• **To be done**: Pick out every line in the material below that contains the word "post", and copy each of those lines.

• **Source material**:
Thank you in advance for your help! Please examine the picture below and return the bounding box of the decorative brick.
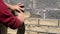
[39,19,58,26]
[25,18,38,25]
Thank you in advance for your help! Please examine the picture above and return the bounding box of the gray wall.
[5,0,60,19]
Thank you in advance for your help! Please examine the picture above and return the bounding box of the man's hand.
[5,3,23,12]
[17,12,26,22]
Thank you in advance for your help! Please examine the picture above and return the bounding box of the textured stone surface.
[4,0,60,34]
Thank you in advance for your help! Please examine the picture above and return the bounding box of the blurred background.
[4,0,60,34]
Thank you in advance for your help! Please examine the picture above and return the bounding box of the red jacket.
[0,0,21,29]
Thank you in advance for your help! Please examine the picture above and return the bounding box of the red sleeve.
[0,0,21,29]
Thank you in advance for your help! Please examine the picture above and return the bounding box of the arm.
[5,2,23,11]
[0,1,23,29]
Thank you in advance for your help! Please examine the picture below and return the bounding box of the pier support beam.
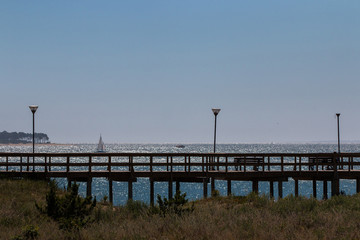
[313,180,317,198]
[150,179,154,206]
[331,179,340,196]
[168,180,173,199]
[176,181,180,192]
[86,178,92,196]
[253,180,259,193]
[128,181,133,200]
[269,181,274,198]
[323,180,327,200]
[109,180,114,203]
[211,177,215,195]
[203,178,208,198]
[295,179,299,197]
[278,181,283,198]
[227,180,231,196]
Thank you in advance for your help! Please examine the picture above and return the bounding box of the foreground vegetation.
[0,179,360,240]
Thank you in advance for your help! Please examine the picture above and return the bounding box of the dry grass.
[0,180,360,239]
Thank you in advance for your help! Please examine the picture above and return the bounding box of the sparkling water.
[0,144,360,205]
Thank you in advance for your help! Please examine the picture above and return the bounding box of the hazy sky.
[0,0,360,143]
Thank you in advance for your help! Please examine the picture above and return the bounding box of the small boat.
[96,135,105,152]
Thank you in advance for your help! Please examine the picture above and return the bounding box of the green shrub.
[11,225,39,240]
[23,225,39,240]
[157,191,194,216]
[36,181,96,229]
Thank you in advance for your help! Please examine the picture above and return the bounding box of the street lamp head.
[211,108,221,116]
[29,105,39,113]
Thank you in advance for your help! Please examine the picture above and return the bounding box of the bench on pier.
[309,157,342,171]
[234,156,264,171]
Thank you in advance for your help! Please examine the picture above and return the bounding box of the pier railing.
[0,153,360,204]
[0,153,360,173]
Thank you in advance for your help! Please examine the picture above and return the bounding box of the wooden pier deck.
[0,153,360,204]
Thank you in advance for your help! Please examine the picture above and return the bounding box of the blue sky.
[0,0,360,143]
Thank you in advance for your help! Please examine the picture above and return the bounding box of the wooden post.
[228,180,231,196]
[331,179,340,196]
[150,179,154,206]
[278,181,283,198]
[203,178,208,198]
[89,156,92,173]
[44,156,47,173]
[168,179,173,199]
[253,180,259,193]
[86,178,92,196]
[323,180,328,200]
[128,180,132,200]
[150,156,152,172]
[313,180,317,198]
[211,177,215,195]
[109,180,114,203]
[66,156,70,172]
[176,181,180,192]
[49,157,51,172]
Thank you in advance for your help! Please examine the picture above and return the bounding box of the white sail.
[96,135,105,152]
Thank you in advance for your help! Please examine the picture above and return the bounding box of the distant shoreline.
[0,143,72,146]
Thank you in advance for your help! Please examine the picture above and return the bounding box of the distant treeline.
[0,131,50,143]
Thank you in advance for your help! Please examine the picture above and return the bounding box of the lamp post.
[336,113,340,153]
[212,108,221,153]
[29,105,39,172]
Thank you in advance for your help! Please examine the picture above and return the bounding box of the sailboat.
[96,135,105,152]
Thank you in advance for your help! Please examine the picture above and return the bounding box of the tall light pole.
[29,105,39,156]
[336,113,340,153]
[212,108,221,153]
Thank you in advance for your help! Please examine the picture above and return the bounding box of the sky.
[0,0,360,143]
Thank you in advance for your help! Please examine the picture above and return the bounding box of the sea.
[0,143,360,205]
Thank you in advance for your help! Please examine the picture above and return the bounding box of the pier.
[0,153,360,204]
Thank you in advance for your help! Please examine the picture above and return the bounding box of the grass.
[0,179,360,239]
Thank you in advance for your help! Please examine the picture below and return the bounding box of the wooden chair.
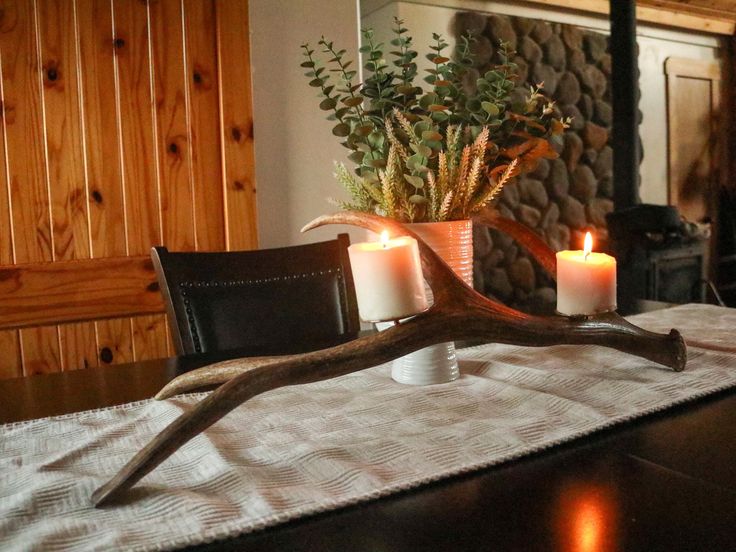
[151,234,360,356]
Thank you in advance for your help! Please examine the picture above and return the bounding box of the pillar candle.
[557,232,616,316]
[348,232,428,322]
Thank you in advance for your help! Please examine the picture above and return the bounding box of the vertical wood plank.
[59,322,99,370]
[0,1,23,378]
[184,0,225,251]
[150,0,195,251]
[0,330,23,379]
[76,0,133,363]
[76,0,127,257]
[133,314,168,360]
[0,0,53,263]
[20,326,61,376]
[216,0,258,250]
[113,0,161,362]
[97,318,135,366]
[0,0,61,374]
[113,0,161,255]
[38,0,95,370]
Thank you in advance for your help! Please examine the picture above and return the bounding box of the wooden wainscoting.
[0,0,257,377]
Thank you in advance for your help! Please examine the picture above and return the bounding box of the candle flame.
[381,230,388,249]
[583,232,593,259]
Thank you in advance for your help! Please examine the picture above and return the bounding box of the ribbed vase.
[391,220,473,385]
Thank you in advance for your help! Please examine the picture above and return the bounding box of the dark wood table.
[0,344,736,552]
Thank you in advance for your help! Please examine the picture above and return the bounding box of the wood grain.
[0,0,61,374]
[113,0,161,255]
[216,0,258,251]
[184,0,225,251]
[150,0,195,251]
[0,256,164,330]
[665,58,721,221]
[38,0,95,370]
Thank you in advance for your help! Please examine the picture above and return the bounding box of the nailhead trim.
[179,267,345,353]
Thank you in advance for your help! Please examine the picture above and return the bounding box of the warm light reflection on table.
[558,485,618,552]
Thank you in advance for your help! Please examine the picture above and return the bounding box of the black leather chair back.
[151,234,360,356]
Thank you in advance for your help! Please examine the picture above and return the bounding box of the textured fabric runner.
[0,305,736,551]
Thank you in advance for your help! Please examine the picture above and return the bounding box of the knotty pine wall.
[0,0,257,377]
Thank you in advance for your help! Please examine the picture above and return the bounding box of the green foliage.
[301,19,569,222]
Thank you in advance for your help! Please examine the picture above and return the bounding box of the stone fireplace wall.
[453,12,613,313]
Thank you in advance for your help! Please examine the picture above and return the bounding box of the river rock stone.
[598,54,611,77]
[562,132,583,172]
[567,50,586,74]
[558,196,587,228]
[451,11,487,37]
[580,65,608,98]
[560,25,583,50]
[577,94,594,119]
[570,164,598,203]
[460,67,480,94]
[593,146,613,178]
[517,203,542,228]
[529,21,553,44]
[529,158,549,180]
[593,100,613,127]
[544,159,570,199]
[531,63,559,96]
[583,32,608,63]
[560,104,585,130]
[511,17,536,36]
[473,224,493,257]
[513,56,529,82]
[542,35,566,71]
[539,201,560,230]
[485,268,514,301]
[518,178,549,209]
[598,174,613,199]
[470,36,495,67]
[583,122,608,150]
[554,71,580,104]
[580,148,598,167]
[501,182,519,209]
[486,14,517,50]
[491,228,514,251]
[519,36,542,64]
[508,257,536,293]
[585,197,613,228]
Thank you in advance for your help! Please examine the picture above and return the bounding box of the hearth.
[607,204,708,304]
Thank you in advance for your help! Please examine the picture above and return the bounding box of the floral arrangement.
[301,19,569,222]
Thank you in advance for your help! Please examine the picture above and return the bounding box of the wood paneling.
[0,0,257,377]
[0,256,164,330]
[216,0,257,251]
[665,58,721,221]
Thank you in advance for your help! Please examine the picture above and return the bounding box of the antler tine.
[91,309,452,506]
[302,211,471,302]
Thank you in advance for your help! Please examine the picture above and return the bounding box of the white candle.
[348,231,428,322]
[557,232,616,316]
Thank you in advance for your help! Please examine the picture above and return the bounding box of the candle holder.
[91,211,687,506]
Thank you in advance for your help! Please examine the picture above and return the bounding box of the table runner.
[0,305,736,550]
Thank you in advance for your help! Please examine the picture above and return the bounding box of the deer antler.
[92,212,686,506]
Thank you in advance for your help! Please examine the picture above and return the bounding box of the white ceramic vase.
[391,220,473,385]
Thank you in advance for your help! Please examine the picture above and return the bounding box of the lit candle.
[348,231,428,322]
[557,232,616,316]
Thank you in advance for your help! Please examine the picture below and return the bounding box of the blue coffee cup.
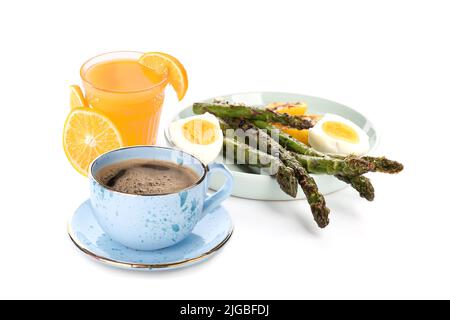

• **Expected answer**:
Thank you in advance for your help! Please examine the picture above and return the bounding box of the wooden post.
Thank you in advance for your help! Please examine the picture above and return the bounding box of the lamp post.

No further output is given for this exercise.